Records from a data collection
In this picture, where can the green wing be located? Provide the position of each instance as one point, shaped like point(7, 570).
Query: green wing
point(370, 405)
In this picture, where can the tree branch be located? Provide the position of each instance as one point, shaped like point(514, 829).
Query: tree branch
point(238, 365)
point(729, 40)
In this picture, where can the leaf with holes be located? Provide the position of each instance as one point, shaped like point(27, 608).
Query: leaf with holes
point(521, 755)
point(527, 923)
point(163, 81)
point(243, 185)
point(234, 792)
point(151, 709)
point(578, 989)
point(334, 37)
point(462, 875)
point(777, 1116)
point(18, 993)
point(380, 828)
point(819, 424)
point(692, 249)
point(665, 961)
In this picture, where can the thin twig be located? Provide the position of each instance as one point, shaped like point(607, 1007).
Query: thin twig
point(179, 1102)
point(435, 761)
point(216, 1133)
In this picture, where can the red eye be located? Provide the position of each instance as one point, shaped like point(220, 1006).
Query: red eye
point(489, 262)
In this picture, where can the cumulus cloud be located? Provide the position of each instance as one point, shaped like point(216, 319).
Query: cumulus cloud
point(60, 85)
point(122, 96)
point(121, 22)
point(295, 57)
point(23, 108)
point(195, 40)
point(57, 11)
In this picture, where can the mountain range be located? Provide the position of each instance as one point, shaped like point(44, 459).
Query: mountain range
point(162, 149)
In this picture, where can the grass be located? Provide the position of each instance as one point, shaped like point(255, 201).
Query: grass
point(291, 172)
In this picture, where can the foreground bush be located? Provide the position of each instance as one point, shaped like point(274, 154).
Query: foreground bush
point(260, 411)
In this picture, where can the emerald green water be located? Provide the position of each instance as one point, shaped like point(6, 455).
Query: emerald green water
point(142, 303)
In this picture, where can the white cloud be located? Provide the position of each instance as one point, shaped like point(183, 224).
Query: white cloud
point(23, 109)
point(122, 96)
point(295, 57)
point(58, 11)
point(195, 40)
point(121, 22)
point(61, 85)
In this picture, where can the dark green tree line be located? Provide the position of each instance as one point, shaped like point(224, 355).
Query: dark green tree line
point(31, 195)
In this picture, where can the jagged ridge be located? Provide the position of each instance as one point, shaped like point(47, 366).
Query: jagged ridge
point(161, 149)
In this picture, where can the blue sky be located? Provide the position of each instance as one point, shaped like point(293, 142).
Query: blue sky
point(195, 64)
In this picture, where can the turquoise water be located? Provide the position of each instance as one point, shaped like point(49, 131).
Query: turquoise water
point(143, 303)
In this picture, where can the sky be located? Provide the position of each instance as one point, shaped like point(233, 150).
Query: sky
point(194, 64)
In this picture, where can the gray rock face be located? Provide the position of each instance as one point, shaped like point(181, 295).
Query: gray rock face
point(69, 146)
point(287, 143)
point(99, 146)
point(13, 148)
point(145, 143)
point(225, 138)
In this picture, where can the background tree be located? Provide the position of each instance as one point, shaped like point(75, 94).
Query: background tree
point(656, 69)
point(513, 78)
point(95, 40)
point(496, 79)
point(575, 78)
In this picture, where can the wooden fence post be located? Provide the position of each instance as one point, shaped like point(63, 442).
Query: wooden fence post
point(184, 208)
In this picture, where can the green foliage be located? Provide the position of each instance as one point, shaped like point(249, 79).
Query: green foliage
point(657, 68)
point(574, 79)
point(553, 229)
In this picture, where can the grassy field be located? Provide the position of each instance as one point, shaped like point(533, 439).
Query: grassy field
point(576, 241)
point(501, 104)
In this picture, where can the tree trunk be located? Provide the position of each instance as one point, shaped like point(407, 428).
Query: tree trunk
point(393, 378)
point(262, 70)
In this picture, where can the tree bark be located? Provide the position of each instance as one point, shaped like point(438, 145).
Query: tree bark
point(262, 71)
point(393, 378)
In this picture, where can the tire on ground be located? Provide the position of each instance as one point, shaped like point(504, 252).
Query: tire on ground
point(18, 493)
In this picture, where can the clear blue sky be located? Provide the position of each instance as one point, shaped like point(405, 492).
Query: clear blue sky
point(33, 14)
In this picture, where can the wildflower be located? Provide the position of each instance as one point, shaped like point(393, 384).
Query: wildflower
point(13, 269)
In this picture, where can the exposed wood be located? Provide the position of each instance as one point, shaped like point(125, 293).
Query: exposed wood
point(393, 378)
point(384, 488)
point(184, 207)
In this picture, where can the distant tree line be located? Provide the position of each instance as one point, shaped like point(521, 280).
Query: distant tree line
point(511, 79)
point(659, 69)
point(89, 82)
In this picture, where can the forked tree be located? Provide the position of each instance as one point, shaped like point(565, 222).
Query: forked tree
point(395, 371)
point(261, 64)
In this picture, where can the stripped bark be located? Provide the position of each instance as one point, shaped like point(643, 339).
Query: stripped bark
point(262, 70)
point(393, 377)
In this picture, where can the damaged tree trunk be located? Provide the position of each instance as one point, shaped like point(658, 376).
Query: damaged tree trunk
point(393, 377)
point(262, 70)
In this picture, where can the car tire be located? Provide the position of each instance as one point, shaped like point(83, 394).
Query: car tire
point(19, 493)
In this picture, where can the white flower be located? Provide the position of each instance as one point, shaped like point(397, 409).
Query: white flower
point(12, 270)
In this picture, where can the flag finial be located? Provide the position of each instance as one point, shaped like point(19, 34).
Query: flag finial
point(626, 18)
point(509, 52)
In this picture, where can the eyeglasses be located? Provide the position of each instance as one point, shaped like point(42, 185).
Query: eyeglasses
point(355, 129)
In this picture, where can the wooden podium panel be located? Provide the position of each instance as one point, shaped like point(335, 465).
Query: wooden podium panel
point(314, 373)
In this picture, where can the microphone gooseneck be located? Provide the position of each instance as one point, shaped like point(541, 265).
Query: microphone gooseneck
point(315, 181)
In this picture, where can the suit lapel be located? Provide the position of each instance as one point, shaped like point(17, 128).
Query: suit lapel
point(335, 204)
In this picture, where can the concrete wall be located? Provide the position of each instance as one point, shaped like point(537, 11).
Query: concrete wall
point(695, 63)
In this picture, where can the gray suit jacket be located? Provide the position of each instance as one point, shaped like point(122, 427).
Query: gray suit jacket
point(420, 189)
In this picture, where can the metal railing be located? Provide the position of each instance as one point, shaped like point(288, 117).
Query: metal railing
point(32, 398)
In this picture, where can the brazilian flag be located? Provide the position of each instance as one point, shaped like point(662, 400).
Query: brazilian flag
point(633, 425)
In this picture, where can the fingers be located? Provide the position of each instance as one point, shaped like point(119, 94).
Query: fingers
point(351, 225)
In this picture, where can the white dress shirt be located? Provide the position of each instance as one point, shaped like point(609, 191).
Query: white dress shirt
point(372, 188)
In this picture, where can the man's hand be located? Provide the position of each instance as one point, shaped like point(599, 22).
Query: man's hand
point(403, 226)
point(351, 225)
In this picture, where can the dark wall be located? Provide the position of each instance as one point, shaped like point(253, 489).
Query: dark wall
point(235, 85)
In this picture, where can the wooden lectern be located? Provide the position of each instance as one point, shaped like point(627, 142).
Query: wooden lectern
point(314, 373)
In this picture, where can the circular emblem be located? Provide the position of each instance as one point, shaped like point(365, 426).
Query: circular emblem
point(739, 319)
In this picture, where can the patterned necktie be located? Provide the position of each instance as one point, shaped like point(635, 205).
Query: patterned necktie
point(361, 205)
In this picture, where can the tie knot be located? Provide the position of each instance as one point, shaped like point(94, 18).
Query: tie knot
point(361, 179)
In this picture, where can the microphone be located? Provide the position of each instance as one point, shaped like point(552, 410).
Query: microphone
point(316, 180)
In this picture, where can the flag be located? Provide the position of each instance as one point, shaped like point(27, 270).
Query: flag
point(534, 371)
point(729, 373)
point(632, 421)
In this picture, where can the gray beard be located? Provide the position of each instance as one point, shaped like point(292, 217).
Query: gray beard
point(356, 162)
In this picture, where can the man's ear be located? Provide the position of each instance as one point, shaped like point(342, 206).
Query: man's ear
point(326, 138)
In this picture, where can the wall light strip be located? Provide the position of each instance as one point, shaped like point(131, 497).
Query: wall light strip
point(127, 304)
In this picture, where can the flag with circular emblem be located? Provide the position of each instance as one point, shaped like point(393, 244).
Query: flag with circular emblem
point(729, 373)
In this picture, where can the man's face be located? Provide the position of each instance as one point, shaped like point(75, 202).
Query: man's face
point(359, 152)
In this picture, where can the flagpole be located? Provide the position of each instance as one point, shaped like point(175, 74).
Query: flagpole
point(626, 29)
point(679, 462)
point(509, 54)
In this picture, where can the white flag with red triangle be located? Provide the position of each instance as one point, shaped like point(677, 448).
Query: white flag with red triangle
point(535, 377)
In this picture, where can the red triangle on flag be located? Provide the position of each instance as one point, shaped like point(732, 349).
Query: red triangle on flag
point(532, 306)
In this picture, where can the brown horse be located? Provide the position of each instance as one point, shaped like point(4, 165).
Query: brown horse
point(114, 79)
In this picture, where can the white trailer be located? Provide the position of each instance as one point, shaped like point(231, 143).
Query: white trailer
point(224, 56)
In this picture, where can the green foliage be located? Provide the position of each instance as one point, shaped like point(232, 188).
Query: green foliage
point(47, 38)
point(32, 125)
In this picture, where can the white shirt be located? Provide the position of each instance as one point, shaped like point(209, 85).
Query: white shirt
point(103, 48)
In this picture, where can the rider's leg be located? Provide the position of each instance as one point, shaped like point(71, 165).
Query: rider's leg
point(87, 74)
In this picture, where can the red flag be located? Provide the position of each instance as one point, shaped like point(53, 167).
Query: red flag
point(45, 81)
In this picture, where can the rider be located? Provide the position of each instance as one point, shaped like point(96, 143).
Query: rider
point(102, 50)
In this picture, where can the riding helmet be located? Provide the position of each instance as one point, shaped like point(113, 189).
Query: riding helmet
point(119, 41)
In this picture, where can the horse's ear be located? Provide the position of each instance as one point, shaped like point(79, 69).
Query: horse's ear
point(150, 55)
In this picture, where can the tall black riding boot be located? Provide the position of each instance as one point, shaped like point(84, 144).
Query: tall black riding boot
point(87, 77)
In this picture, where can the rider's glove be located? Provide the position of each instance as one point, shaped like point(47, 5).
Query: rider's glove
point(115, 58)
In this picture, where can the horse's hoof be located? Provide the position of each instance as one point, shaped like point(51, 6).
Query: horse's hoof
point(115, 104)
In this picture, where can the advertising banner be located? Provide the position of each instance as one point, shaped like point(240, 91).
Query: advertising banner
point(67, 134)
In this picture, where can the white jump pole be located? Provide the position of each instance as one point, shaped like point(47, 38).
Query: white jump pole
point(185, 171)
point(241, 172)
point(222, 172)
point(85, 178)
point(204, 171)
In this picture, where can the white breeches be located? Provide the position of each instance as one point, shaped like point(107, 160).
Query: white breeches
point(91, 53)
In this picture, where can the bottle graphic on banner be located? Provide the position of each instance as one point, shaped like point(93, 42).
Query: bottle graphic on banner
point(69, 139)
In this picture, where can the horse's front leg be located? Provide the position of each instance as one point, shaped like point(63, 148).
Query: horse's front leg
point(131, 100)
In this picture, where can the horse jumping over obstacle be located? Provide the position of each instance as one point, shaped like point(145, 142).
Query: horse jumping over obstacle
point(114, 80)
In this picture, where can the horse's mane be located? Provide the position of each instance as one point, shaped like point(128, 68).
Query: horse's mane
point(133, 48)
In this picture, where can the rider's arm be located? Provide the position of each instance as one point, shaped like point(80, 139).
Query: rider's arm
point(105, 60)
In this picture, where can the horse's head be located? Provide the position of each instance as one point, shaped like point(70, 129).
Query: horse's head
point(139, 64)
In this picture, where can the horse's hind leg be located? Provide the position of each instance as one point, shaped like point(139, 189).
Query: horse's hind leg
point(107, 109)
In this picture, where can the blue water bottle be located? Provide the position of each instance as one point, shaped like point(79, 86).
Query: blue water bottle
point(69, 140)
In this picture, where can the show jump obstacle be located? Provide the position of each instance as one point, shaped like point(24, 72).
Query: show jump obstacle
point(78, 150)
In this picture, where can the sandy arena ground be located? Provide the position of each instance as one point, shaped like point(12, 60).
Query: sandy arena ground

EXERCISE REQUIREMENTS — Determine how many lines of the records hold the word "arena", giving only that number.

REPLY — 2